TEXT EXTRACT

Pradhir Talukdar (Rega)
Preamble: The United Nations Development Program (UNDP), in a study, said that in 2015 alone, 24.4 million people were displaced and migrated around the world. Of these, 6.57 million people have been displaced due to wars and various armed conflicts in the country. Around 2.25 million people have been uprooted by environmental disasters since 2008. But who cares about the millions of people who are being displaced from their homesteads as a result of development activities like roads, ghats, mines, dams, etc.?
Today I am writing about a report that was made just a year before the completion of the Kaptai Dam in the Chittagong Hill Tracts (CHT). The study, funded by the National Science Foundation, conducted a field-level survey in the CHT of then East Pakistan from September 1960 to June 1961. What will be the reaction of the people of Chakma community to the catastrophe after the construction of Kaptai dam on the Karnafuli river, and what will be their alternative thinking? The study focused on where they would build new settlements after the dam, the decision on how to make a living, and so on. The study was published in Geographical Review in 1963. Associate Professor at Sacramento State College of California, David E. Safar was the lead author of the study.
Fragments of the Past: There is a kind of dual rule system in the CHT. The district is governed by Deputy Commissioner and the whole district is divided into three regional circles consisting of three Circle Chiefs (Rajas/Kings). They are the ones who discharge their functions in their respective Circle by their traditional rule. Circle Chiefs collect an annual tax from each indigenous Jumia family (family of shifting cultivator) for the traditional social justice system and subject to rights over the Jum (shifting cultivation). The Chakma circle is the largest in proportion to the population of the Chakmas. However, its population diversity is less than that of Bohmang and Mong Circles. The Chakmas settled outside the Chakma Circle upstream of the Chengi River in the Mong Circle and even in the Indian state of Tripura.
The aristocratic people of the Chakmas brought the Bengalis of the plains as agricultural laborers. With the rise of farming in the plain lands of the hills, the influx of Bengalis from the plain districts also increased. At first, they actually came as laborers but over time the district administration started giving permission from sharecroppers to take possession of lands gradually.
This was a growing general picture until the partition of the country in 1947. The Bengalis of the plains started operating the markets along rivers of the entire district in the hills. The hillmen (Jummas) of plough cultivator of the river valley depend on the market not only on rice and pulses, but also for all the basic necessities, from clothes, utensils to daos, knives, etc. The Bengalis of the plains drive the vehicles and also make the Jummas a minority even as the non-professional laborers. Almost all the officials and employees of the administration are Bengalis from plains. They are the directors of educational institutions and also teach in Bengali. It should be noted, however, that teachers in rural primary schools are not usually Muslim, maybe Bengali Hindus.
The two peoples- Muslim Bengalis and non-Muslim hillmen (Jummas)- have simply not been able to live comfortably together, because of mutual dislike and fear. The absence of Muslim converts among the hill people shows that a barrier to sympathetic communication exists between them. For most Bengalis, the district is still an alien land, where their stay is only temporary. Officials, policemen, boatmen, traders and coolies may spend much of the year in the Hill Tracts, but their families live in the plains. This intensifies the feeling, common among the hill men, that outsiders are exploiting them.

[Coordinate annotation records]
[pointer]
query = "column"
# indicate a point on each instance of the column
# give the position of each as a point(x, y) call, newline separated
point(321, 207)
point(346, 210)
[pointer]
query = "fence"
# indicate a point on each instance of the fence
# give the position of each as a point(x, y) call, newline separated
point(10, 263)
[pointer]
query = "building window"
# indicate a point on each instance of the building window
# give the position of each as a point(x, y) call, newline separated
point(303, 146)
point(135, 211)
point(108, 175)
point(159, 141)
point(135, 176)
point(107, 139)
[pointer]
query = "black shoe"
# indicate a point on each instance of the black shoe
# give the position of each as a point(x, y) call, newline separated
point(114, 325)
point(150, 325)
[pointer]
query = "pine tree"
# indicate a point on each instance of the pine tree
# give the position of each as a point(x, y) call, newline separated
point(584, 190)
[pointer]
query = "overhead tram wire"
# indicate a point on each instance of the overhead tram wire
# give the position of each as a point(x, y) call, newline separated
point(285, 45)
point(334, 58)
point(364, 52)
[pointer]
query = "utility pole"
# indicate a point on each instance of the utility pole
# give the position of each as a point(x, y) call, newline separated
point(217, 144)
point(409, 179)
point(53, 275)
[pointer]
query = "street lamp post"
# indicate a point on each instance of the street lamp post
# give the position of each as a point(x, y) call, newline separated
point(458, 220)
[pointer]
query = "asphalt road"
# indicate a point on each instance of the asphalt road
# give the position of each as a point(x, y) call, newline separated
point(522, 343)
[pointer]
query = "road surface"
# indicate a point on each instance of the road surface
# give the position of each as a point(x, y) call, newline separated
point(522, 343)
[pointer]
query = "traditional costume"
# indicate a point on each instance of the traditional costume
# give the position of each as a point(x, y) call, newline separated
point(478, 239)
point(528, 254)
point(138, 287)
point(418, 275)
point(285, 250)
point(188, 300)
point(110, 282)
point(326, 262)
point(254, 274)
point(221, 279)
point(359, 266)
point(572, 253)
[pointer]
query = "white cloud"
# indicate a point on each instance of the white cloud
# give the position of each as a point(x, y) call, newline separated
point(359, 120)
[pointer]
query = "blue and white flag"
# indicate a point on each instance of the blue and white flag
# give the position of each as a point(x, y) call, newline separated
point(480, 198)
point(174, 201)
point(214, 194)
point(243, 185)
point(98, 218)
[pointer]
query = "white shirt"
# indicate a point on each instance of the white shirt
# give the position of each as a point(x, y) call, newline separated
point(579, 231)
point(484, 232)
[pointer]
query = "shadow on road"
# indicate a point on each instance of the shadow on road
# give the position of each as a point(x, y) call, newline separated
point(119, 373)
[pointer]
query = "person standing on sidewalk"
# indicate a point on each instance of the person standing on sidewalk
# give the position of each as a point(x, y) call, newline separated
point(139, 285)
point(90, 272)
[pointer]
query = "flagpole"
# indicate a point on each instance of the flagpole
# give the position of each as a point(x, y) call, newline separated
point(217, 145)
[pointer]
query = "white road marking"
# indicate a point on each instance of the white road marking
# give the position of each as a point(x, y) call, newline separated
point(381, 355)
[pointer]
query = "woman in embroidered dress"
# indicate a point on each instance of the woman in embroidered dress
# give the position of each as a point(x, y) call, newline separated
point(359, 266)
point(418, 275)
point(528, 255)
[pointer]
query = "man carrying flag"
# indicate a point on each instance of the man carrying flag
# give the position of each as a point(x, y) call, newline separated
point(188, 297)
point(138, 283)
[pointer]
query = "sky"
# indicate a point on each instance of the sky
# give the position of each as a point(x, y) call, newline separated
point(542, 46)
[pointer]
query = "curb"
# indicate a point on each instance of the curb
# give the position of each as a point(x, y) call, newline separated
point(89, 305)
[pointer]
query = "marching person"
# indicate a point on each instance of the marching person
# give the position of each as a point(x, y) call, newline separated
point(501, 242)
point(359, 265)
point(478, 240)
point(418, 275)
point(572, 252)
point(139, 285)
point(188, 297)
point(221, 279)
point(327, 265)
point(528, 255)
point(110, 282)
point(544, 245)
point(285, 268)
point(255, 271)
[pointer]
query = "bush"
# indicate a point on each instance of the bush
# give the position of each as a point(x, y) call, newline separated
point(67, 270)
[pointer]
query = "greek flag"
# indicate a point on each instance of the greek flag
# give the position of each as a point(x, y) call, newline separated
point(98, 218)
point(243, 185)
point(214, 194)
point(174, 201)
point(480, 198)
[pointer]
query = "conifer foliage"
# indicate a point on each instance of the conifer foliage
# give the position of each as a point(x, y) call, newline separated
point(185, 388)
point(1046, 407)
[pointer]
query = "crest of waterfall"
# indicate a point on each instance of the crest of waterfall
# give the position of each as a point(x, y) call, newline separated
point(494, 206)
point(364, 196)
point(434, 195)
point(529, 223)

PROBLEMS AND TASKS
[1] List the occupations that the article on the Kaptai Dam study names as spending much of the year in the Hill Tracts while their families remain in the plains.
[2] Rescale the records from their first line through the line containing "point(10, 263)", both ends included. Reproduce every line, requests included, but multiply each coordinate in the answers by 1.05 and round to whole numbers, with halves rounded up.

ANSWERS BELOW
[1] Officials, policemen, boatmen, traders and coolies.

[2]
[pointer]
query = "column"
# indicate a point on each instance of the column
# give the position of each as a point(x, y) call, newline separated
point(337, 217)
point(363, 221)
[pointer]
query = "fence"
# indicate a point on each instance of the fence
# give the position of each as a point(x, y) call, newline separated
point(11, 276)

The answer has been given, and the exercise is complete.